Task brief
Entries follow. Set all of them down as they stand.
═════ Data entries ═════
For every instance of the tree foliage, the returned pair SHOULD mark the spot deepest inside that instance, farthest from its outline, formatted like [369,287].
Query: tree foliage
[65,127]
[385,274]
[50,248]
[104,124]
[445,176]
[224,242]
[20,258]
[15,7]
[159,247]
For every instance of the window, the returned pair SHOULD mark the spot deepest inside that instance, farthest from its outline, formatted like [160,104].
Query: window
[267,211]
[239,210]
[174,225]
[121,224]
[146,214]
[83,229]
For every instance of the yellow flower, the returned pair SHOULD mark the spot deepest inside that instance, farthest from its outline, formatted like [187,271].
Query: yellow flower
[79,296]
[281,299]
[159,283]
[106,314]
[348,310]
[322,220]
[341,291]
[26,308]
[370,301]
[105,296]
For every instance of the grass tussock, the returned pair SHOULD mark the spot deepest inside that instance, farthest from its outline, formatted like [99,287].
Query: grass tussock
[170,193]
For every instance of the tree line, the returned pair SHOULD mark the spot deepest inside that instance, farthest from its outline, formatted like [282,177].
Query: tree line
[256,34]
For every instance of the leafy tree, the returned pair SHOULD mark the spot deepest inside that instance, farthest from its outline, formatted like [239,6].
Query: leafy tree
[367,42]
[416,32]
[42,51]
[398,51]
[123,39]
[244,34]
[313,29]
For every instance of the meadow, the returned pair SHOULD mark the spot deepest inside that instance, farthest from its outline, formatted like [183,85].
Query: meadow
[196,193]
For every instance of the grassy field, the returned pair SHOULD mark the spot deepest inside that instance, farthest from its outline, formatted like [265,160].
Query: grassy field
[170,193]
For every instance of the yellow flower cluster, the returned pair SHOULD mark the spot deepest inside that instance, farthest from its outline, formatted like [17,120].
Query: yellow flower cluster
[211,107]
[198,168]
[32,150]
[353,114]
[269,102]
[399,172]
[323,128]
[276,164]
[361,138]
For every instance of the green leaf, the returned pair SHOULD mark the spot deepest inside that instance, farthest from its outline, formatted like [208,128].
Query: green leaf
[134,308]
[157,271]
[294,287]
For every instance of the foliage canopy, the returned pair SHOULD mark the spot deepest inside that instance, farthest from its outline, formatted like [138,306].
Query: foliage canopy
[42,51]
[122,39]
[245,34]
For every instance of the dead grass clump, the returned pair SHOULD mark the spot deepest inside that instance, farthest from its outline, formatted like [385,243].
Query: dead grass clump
═════
Exercise response
For every instance of the tree foliage, the returned pair SHOULD mark the spot deepest inside that instance, farthest from its outline, formatted like [369,287].
Query: tree foliage
[65,127]
[385,274]
[50,248]
[104,124]
[445,176]
[224,242]
[20,258]
[15,7]
[159,247]
For every instance of the window, the returned pair SHOULD mark the spot deepest inside that instance, farthest from its outline, formatted like [160,104].
Query: window
[267,211]
[239,210]
[174,225]
[121,224]
[146,214]
[83,229]
For every instance of the yellow flower, the returned pair SHOULD mark the spot deepest inside that instance, farthest from its outline, formatted like [187,271].
Query: yellow flower
[79,296]
[281,299]
[159,283]
[106,314]
[348,310]
[322,220]
[341,291]
[26,308]
[370,301]
[105,296]
For every instance of the grass tussock, the returned pair SHOULD mark the spot deepest inside that instance, farthest from its outline, formatted like [99,287].
Query: grass tussock
[170,193]
For every instance of the tree line, the returned pair SHOULD mark the spot deepest inside that instance, farthest from its outline, formatted like [282,177].
Query: tree line
[256,34]
For every instance of the leafy tree, the returned pair SHOULD mark the spot deepest inside that instance, farthest from its outline, formatted like [239,6].
Query: leafy tree
[367,42]
[416,32]
[42,51]
[398,51]
[123,39]
[244,34]
[313,29]
For every instance of the meadow, the returned pair SHOULD mark the spot deepest inside that instance, farthest from its outline, formatted like [183,85].
Query: meadow
[196,193]
For every instance of the grassy field, the returned pair SHOULD mark the spot deepest inside that instance, farthest from its outline, formatted like [265,160].
Query: grassy field
[170,193]
For every instance of the yellow flower cluster, the returned pair SHOULD mark the spot deepest inside that instance, farthest from its outline, formatted like [17,120].
Query: yellow flower cluster
[211,107]
[198,168]
[32,150]
[353,114]
[269,102]
[399,172]
[323,128]
[276,164]
[361,138]
For every instance of the green leaf, the returned pair SHOULD mark the spot deepest inside that instance, farthest from its outline, formatted like [208,128].
Query: green leaf
[134,308]
[157,271]
[294,287]
For every instance of the foliage canopy, the returned pair SHOULD mark the spot deepest inside that instance, farthest from its outline, formatted like [138,306].
Query: foliage canopy
[42,51]
[122,39]
[245,34]
For every instance of the dead grass clump, the returned pair SHOULD mark the spot deepest inside that instance, farthest from its outline, formatted like [385,243].
Query: dead grass clump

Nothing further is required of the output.